■ Written exercise 1:
Using the passage on the obstruction charge, decide whether each statement agrees with it: (a) the CVGIT arrested Ermoian and Johnson as soon as it found their link to the leaks; (b) Johnson was first interviewed about a month after Ermoian; (c) the district court gave the term "official proceeding" a narrow reading. Answer each with yes or no and quote the words that settle it.

■ Given passage:
Having discovered that Ermoian and Johnson were related to the law enforcement information leaks, the CVGIT did not move immediately to arrest them. Instead, to avoid tipping off the other suspects to the true scope of the investigation, it postponed action and continued to dig into the illegal activities of Robert and Road Dog Cycle, as they were the primary targets of the investigation. It wasn't until June 2008, when the CVGIT's investigation into the Holloways was coming to a close, that FBI Agent Nathan Elias—the lead member of the CVGIT for the Holloway case—first went to interview Ermoian about the Holloway investigation. Johnson was first interviewed about his involvement with Holloway a month later. Subsequently, both Ermoian and Johnson were arrested on charges of conspiracy to obstruct justice.

B

On May 28, 2009, a federal grand jury returned an indictment against twelve defendants associated with Road Dog Cycle, charging several violations of racketeering laws and various related offenses. In the indictment, defendants Ermoian and Johnson were charged with conspiracy to “corruptly obstruct, influence, and impede an official proceeding, to wit, a law enforcement investigation conducted by the Federal Bureau of Investigation” in violation of 18 U.S.C. § 1512(c)(2), (k). Defendants Ermoian and Johnson, and the charges against them, were severed from the other defendants and charges in the indictment. The remaining defendants pleaded guilty to various charges, and only Ermoian and Johnson proceeded to trial.

Throughout the trial process, Ermoian and Johnson challenged the legal validity of the obstruction of justice charge. Specifically, and relevant to this appeal, the defendants filed a pre-trial motion to dismiss the indictment, an objection to the jury instructions and a motion for acquittal during trial, as well as a post-trial motion for acquittal, at all times asserting the same general argument: they could not be convicted under the obstruction of justice statute, § 1512, because their alleged obstruction of an FBI investigation did not qualify as obstruction of an “official proceeding” under the statute. The district court rejected this argument each time, concluding that the term “official proceeding” as used in the statute should be read broadly to include an “FBI investigation.”

■ Data shown:

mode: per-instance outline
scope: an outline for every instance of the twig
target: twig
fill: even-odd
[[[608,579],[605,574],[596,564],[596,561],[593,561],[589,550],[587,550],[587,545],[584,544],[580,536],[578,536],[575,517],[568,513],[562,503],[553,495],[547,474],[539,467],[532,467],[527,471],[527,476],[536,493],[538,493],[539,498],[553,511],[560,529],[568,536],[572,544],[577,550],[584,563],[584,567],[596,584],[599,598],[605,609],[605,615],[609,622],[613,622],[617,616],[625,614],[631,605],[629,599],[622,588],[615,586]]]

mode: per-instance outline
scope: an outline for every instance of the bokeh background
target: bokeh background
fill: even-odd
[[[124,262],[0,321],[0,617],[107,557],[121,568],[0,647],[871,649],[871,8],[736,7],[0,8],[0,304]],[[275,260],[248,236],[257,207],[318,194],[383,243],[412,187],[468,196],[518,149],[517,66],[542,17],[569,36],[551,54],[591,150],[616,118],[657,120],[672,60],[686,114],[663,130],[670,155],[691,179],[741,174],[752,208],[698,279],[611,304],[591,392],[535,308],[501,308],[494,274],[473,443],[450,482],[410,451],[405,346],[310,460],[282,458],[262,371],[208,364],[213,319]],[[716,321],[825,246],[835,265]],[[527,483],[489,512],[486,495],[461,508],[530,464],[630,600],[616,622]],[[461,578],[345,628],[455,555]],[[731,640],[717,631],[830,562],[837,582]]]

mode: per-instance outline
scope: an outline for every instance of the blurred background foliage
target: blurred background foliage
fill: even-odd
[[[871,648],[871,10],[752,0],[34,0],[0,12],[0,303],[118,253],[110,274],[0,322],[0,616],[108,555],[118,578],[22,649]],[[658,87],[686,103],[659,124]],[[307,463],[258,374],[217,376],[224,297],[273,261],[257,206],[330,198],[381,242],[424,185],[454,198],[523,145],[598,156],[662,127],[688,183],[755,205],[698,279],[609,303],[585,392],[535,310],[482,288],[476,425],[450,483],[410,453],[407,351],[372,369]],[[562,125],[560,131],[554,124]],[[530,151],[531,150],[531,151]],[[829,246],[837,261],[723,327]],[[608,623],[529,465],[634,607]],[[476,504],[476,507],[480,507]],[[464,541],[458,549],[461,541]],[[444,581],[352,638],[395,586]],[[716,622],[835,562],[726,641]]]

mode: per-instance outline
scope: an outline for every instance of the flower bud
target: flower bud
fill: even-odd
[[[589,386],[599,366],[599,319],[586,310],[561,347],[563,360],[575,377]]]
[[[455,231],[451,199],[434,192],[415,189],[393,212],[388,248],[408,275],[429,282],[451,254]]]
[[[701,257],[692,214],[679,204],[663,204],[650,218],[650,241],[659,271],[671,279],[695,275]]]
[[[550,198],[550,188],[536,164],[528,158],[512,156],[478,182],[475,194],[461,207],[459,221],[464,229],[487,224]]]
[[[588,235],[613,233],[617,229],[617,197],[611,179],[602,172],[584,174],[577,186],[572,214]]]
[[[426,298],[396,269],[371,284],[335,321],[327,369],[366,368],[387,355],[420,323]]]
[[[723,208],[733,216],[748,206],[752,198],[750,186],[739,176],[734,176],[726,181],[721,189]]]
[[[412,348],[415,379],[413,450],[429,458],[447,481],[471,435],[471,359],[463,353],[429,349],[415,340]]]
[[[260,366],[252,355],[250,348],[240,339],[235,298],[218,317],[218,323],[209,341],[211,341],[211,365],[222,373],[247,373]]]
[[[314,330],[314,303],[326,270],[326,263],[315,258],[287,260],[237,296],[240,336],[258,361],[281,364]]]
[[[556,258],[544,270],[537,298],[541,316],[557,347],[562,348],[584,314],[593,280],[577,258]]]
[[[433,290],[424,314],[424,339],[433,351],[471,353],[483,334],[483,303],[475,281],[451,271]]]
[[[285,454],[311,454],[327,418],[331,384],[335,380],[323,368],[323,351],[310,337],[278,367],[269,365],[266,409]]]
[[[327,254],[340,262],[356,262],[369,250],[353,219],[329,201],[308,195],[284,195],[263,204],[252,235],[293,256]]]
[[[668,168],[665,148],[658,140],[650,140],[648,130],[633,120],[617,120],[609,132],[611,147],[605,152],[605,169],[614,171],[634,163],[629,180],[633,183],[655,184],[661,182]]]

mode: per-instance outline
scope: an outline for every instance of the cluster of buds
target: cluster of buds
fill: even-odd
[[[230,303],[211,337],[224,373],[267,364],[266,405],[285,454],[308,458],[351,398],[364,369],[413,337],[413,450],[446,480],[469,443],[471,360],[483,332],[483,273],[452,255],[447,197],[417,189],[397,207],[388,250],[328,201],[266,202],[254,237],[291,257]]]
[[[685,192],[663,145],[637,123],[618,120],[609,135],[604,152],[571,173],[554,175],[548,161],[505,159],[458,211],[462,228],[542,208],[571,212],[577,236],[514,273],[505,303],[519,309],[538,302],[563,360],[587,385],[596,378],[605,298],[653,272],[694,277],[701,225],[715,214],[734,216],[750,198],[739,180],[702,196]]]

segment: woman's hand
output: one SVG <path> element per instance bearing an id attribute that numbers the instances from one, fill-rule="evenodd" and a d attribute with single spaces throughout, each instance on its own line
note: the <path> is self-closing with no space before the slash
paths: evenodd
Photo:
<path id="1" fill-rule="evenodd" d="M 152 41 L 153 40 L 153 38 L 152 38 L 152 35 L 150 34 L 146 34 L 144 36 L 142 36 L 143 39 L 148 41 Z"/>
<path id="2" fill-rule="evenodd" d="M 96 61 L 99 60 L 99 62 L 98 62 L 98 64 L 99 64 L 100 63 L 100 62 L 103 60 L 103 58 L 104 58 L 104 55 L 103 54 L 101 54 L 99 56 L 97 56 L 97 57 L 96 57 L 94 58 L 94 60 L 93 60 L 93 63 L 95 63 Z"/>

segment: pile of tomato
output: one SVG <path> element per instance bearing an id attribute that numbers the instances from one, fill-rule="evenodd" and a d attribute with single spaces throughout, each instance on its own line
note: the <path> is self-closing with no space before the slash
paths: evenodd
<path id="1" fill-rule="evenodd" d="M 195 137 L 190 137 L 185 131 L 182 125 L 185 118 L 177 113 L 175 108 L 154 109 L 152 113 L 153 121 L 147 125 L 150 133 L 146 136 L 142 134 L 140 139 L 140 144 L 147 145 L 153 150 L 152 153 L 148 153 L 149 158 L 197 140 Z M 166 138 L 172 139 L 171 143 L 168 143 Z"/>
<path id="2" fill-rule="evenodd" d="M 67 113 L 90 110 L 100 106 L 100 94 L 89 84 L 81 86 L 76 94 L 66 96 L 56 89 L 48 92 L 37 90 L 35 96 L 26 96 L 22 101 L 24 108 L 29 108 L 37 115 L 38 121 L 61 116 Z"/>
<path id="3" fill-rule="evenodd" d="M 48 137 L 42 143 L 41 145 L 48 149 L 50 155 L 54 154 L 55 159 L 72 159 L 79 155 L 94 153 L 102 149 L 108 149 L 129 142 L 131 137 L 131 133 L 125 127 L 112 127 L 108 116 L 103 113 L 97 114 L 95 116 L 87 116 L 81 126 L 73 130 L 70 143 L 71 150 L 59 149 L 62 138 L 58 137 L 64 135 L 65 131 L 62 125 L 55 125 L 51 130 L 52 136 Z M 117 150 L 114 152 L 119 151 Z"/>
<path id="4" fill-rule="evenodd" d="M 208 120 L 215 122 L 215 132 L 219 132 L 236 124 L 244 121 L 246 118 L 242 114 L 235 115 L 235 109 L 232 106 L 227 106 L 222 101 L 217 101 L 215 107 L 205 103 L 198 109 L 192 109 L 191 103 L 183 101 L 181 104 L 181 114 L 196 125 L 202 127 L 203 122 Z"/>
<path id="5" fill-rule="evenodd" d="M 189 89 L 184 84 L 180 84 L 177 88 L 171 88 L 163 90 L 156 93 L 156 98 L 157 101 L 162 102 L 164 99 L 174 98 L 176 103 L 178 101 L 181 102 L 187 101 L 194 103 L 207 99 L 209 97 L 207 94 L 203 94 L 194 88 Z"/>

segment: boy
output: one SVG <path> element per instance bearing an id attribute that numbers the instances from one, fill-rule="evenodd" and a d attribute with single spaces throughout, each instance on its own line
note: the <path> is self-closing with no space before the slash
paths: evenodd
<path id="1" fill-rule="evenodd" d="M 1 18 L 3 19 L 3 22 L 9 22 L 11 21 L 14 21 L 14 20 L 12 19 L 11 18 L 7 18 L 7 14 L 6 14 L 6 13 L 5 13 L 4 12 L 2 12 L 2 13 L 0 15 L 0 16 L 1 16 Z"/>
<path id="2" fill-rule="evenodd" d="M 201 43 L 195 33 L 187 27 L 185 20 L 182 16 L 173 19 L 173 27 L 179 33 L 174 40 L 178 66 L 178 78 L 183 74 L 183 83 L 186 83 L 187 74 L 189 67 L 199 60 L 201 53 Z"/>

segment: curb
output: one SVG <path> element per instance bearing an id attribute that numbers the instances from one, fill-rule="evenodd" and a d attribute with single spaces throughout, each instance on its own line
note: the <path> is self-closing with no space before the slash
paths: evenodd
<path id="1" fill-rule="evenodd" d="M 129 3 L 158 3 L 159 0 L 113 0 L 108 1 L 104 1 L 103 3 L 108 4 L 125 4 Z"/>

■ Written exercise 2:
Rewrite part of the listing with "self-closing" replaced by "self-terminating" and nothing else altered. Begin at the line of the listing that has "segment: boy", and stop after its last line.

■ Full response 1:
(a) No: "the CVGIT did not move immediately to arrest them."
(b) Yes: "Johnson was first interviewed about his involvement with Holloway a month later."
(c) No: "should be read broadly to include an “FBI investigation.”"

■ Full response 2:
segment: boy
output: one SVG <path> element per instance bearing an id attribute that numbers the instances from one, fill-rule="evenodd" and a d attribute with single spaces throughout, each instance on its own line
note: the <path> is self-terminating with no space before the slash
paths: evenodd
<path id="1" fill-rule="evenodd" d="M 1 18 L 3 19 L 3 22 L 9 22 L 11 21 L 14 21 L 14 20 L 12 19 L 11 18 L 7 18 L 7 14 L 6 14 L 6 13 L 5 13 L 4 12 L 2 12 L 2 13 L 0 15 L 0 16 L 1 16 Z"/>
<path id="2" fill-rule="evenodd" d="M 201 43 L 195 33 L 187 27 L 185 20 L 182 16 L 173 19 L 173 27 L 179 33 L 174 40 L 178 66 L 178 78 L 183 74 L 183 83 L 186 83 L 187 74 L 189 67 L 199 60 L 201 53 Z"/>

segment: curb
output: one SVG <path> element per instance bearing an id attribute that numbers the instances from one, fill-rule="evenodd" and a d attribute with single spaces throughout, each instance on its own line
note: the <path> is self-terminating with no space before the slash
paths: evenodd
<path id="1" fill-rule="evenodd" d="M 129 3 L 158 3 L 159 0 L 113 0 L 108 1 L 104 1 L 103 3 L 108 4 L 125 4 Z"/>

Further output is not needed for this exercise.